Reading passage:
--

6-MBPB

Clinical data
- Other names: 6-MABB; 6-(2-Methylaminobutyl)benzofuran
- Drug class: Serotonin–norepinephrine–dopamine releasing agent; Entactogen

Identifiers
- IUPAC name 1-(1-benzofuran-6-yl)-N-methylbutan-2-amine;
- PubChem CID: 163757284;
- ChemSpider: 129902468;
- ChEMBL: ChEMBL5404902;

Chemical and physical data
- Formula: C_{13}H_{17}NO
- Molar mass: 203.285 g·mol^{−1}
- 3D model (JSmol): Interactive image;
- SMILES CCC(CC1=CC2=C(C=C1)C=CO2)NC;
- InChI InChI=1S/C13H17NO/c1-3-12(14-2)8-10-4-5-11-6-7-15-13(11)9-10/h4-7,9,12,14H,3,8H2,1-2H3; Key:LVDZDORQOMAGGH-UHFFFAOYSA-N;

= 6-MBPB =

6-MBPB, also known as 6-(2-methylaminobutyl)benzofuran (6-MABB), is a monoamine releasing agent (MRA) and entactogen-like drug of the amphetamine, phenylisobutylamine, and benzofuran families. It is a positional isomer of 5-MBPB (5-MABB).

--

Exercise data:
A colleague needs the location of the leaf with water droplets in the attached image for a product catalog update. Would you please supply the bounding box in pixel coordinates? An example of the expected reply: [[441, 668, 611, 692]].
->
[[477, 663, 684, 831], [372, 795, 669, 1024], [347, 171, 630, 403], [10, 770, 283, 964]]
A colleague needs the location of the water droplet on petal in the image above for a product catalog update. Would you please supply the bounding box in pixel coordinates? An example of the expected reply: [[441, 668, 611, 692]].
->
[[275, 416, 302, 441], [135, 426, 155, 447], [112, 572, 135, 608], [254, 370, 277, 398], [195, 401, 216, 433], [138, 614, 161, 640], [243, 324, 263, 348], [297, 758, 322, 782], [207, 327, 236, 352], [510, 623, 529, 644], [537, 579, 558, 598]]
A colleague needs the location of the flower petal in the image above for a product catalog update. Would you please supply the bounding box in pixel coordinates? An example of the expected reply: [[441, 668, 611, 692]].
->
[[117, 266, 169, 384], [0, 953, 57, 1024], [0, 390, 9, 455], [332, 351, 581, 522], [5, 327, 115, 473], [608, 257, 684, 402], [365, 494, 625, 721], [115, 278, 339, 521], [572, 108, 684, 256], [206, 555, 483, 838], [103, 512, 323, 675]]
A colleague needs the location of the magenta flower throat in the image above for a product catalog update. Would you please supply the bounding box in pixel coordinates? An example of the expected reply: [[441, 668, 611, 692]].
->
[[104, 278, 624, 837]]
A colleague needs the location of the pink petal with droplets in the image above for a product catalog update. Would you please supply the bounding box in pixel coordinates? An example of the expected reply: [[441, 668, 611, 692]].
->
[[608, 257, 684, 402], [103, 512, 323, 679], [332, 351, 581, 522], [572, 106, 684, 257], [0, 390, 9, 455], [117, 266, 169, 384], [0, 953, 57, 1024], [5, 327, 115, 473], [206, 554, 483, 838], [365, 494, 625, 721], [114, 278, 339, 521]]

--

Your tasks:
1. In the 6-MBPB article, copy the stretch from "6-MBPB, also known" through "of 5-MBPB (5-MABB).".
2. Answer these questions from the 6-MBPB article:
(a) What molar mass is listed?
(b) What is its PubChem CID?
(c) Of which compound is 6-MBPB a positional isomer?
3. Pick up the 6-MBPB article where it stops and continue it.

Results for each task:
1.
6-MBPB, also known as 6-(2-methylaminobutyl)benzofuran (6-MABB), is a monoamine releasing agent (MRA) and entactogen-like drug of the amphetamine, phenylisobutylamine, and benzofuran families. It is a positional isomer of 5-MBPB (5-MABB).

2.
(a) 203.285 g·mol⁻¹
(b) 163757284
(c) 5-MBPB (5-MABB)

3.
The drug appears to act as a serotonin–norepinephrine–dopamine releasing agent (SNDRA). The EC_{50} values for induction of monoamine release in rat brain synaptosomes have been reported for the individual enantiomers of 6-MBPB. In the case of (S)-6-MBPB, they were 54 nM for serotonin, 77 nM for norepinephrine, and 41 nM for dopamine, whereas for (R)-6-MBPB, they were 172 nM for serotonin, 227 nM for norepinephrine, and inactive for dopamine. Hence, (S)-6-MBPB is an SNDRA, whereas (R)-MBPB is a serotonin–norepinephrine releasing agent (SNRA). The enantiomers showed a mixed profile of acting as full versus partial releasers. Unlike 5-MAPB, it is a relatively weak serotonin 5-HT_{1B} receptor agonist. 6-MBPB partially substituted for MDMA in animal drug discrimination tests at lower doses and fully substituted for MDMA at the highest dose, suggesting that it has entactogen-like effects.

Along with 5-MBPB, 6-MBPB was patented by Matthew Baggott and Tactogen in 2021. It was first described in the scientific literature by 2022. 6-MBPB, along with other drugs like 5-MBPB, is being investigated as a novel MDMA-like drug for potential therapeutic purposes in medicine.